_Activity_
All records given below must be printed word for word.

_Recorded data_
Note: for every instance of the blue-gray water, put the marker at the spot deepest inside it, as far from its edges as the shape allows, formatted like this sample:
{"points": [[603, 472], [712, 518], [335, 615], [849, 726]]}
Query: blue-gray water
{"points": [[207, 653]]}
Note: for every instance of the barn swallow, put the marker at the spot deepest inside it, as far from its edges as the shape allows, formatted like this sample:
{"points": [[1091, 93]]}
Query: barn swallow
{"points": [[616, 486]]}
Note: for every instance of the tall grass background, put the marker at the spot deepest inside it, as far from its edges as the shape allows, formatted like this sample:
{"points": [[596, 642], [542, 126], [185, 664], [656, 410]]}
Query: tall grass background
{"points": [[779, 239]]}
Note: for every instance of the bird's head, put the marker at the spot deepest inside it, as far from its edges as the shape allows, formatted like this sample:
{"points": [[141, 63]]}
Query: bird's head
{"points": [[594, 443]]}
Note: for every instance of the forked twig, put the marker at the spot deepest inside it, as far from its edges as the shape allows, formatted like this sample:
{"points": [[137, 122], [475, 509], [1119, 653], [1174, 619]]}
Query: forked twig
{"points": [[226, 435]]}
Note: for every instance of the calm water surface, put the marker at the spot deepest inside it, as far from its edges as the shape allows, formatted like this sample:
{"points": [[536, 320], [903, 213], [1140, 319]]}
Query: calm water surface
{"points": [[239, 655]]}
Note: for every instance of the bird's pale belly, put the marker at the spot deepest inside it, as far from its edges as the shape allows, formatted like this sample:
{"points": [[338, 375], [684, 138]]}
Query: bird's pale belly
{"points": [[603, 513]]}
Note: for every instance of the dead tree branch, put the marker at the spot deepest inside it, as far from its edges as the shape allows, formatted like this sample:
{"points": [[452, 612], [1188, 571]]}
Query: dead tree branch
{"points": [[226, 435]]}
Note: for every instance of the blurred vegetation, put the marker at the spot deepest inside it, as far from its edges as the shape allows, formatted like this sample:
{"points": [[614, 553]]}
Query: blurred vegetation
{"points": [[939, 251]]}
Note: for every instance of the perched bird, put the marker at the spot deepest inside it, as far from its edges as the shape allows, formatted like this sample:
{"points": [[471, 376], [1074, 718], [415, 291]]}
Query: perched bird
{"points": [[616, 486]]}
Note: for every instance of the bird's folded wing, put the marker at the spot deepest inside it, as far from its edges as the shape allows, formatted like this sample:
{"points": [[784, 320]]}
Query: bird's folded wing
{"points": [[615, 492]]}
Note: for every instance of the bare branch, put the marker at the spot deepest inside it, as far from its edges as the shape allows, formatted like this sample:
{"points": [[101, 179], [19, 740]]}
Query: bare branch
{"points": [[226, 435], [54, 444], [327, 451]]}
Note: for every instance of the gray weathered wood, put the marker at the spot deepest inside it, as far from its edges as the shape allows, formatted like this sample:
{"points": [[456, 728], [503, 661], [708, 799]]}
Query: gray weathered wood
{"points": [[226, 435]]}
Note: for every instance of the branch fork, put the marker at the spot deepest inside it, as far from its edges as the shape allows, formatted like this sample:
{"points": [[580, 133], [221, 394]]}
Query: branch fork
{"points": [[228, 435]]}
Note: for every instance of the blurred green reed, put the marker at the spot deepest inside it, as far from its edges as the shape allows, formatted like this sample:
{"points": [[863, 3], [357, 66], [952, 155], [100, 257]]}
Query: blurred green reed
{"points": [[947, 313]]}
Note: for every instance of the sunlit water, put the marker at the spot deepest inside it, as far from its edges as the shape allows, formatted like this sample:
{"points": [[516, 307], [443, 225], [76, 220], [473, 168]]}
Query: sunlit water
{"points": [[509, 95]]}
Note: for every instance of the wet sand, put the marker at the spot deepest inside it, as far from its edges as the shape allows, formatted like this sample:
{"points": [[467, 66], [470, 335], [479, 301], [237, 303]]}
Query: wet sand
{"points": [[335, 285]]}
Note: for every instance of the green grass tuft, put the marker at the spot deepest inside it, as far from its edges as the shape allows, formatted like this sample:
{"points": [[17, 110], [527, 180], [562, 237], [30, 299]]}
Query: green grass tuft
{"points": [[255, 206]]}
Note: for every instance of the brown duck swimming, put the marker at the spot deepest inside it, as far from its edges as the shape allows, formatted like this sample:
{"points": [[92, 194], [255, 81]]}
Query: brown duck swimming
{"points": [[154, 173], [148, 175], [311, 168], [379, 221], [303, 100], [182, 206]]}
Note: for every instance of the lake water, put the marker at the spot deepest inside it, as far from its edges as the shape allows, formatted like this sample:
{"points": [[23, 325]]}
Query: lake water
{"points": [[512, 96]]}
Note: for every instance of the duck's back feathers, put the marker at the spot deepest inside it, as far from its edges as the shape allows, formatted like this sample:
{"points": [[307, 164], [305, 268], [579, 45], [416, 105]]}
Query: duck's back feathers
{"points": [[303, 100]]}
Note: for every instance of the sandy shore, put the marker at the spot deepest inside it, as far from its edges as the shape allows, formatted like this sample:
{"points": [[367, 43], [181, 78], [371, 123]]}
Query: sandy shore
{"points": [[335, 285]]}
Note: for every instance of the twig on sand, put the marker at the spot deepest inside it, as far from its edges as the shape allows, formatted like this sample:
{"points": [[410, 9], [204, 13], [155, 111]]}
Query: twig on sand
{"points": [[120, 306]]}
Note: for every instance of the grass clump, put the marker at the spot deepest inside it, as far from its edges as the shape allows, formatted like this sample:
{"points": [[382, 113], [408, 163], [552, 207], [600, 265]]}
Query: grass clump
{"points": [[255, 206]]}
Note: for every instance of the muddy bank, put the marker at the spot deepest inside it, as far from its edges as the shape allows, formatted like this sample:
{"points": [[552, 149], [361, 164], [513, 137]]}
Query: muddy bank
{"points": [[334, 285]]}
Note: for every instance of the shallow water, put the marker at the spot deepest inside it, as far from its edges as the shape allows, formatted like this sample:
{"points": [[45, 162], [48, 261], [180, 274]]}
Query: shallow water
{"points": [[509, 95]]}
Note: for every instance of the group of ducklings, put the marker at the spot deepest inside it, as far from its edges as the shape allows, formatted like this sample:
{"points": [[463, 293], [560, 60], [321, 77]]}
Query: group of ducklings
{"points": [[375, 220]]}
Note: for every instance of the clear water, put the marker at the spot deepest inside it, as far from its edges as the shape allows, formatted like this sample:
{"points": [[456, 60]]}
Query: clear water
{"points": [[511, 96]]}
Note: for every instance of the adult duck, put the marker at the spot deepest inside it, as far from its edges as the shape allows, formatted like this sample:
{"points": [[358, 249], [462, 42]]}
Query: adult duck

_Your solution_
Note: for every instance of the blue-gray water, put the marker at the spot deepest inside it, as far from its edges as the shape allows, formatted like this sample:
{"points": [[603, 472], [712, 518], [335, 615], [849, 726]]}
Query: blue-gray water
{"points": [[207, 653]]}
Note: for every instance of the barn swallow, put the marker at the spot deepest inside it, as far from its edges as the shape allows, formatted like this sample:
{"points": [[1091, 93]]}
Query: barn swallow
{"points": [[616, 486]]}
Note: for every instance of the tall grass background, put the marker at the spot deepest inside it, as far from its edges as the shape allows, formatted like this sample:
{"points": [[596, 642], [542, 126], [185, 664], [656, 410]]}
Query: tall grass background
{"points": [[779, 239]]}
Note: for every instance of the bird's head, put the marker at the spot deepest inside it, as far from its edges as the shape allows, formatted like this sample:
{"points": [[141, 63]]}
Query: bird's head
{"points": [[594, 443]]}
Note: for every instance of the forked twig, put the marker at the spot deepest inside it, as far from its edges as the shape allows, formatted like this sample:
{"points": [[137, 122], [475, 509], [1119, 653], [1174, 619]]}
Query: forked twig
{"points": [[226, 435]]}
Note: for every instance of the calm water surface, put the marker at the spot deepest inside it, as far from its edges as the shape allows, formatted like this sample:
{"points": [[536, 320], [903, 213], [1140, 319]]}
Query: calm water surface
{"points": [[239, 655]]}
Note: for every instance of the bird's pale belly, put the marker at the spot deepest inside it, as far from its edges as the shape allows, formatted like this sample:
{"points": [[338, 375], [684, 138]]}
Query: bird's pale belly
{"points": [[603, 513]]}
Note: for every instance of the dead tree branch, put the marker at the spot deepest inside it, as far from its edges as the shape allows, formatted like this sample:
{"points": [[452, 612], [1188, 571]]}
Query: dead tree branch
{"points": [[226, 435]]}
Note: for every instance of the blurred vegetation, put the marker at the spot deepest inside it, as far from its edges as the shape allows, formatted like this sample:
{"points": [[614, 553]]}
Query: blurred vegetation
{"points": [[939, 251]]}
Note: for every instance of the perched bird, put the marker at the spot deepest inside it, as far from its edges as the shape allows, formatted like this sample:
{"points": [[471, 376], [1074, 718], [415, 291]]}
Query: perched bird
{"points": [[616, 486]]}
Note: for every instance of the bird's folded wing, put the marker at the spot deepest inside it, as far from its edges as the shape allows, formatted like this sample:
{"points": [[784, 320]]}
Query: bird's folded wing
{"points": [[615, 492]]}
Note: for every instance of the bare branch, put the marker at the spot deepest inside it, as far from its edges as the shape allows, formatted like this sample:
{"points": [[101, 179], [19, 740]]}
Query: bare branch
{"points": [[226, 435], [54, 444], [327, 451]]}
Note: for every instance of the gray weathered wood, put the marker at the spot deepest inside it, as far from its edges as the shape allows, formatted like this sample:
{"points": [[456, 728], [503, 661], [708, 799]]}
Query: gray weathered wood
{"points": [[226, 435]]}
Note: for every instance of the branch fork, put the marker at the spot deepest inside it, as far from its edges as the shape allows, formatted like this sample:
{"points": [[580, 133], [221, 394]]}
Query: branch fork
{"points": [[228, 435]]}
Note: for every instance of the blurred green reed, put the marker at the spot deepest inside it, as far from its edges as the shape allows, formatted like this sample:
{"points": [[863, 3], [357, 66], [952, 155], [100, 257]]}
Query: blurred green reed
{"points": [[947, 313]]}
Note: for every instance of the sunlit water, put the marker at the spot deepest inside it, as far from its edges as the shape allows, formatted like this sample:
{"points": [[516, 307], [443, 225], [76, 220], [473, 168]]}
Query: sunlit water
{"points": [[509, 95]]}
Note: for every instance of the wet sand, put the marker at the spot deepest inside it, as far from its edges as the shape allows, formatted like this sample:
{"points": [[467, 66], [470, 335], [479, 301], [237, 303]]}
Query: wet sand
{"points": [[335, 285]]}
Note: for every instance of the green grass tuft, put the marker at the spot deepest inside it, as far from its edges as the shape allows, formatted like this sample:
{"points": [[17, 110], [527, 180], [562, 237], [30, 299]]}
Query: green grass tuft
{"points": [[255, 206]]}
Note: for every instance of the brown duck swimming, put the marker at the spot deepest inside it, as far from its edges as the shape allows, formatted like this sample:
{"points": [[92, 194], [255, 81]]}
Query: brown duck swimming
{"points": [[154, 173], [148, 175], [311, 168], [379, 221], [303, 100], [182, 206]]}
Note: for every instance of the lake water, put the marker at the spot deepest inside it, as far from its edges as the shape allows, formatted like this sample:
{"points": [[23, 325]]}
Query: lake water
{"points": [[512, 96]]}
Note: for every instance of the duck's back feathers, put the marker at the spot deepest inside it, as far from its edges as the shape allows, formatted like this sample:
{"points": [[307, 164], [305, 268], [579, 45], [416, 105]]}
Query: duck's back feathers
{"points": [[303, 100]]}
Note: for every instance of the sandy shore, put the marker at the spot deepest inside it, as far from its edges as the shape allows, formatted like this sample:
{"points": [[367, 43], [181, 78], [371, 123]]}
Query: sandy shore
{"points": [[335, 285]]}
Note: for every instance of the twig on sand, put the marker at the spot deepest inside it, as far from its edges as the shape allows, formatted like this sample:
{"points": [[410, 9], [204, 13], [155, 111]]}
Query: twig on sand
{"points": [[120, 306]]}
Note: for every instance of the grass clump, put the marker at the spot deepest inside it, as far from its edges as the shape allows, formatted like this sample:
{"points": [[382, 113], [408, 163], [552, 207], [600, 265]]}
Query: grass clump
{"points": [[255, 206]]}
Note: for every instance of the muddy bank, put the marker at the spot deepest inside it, as far from its edges as the shape allows, formatted like this sample:
{"points": [[552, 149], [361, 164], [513, 137]]}
Query: muddy bank
{"points": [[334, 285]]}
Note: for every instance of the shallow water, put the marker at the spot deepest inside it, as far from its edges as the shape allows, formatted like this sample:
{"points": [[45, 162], [48, 261], [180, 274]]}
Query: shallow water
{"points": [[509, 95]]}
Note: for every instance of the group of ducklings, put the marker at the spot deepest inside it, as far from its edges as the shape allows, formatted like this sample:
{"points": [[463, 293], [560, 60], [321, 77]]}
Query: group of ducklings
{"points": [[375, 220]]}
Note: for every instance of the clear water, put the marker at the spot deepest inside it, as far from its edges as the shape allows, formatted like this sample:
{"points": [[456, 60]]}
Query: clear water
{"points": [[511, 96]]}
Note: for every instance of the adult duck, put the marker at the spot deepest inside it, as far from its edges as the shape allows, formatted like this sample:
{"points": [[358, 249], [462, 42]]}
Query: adult duck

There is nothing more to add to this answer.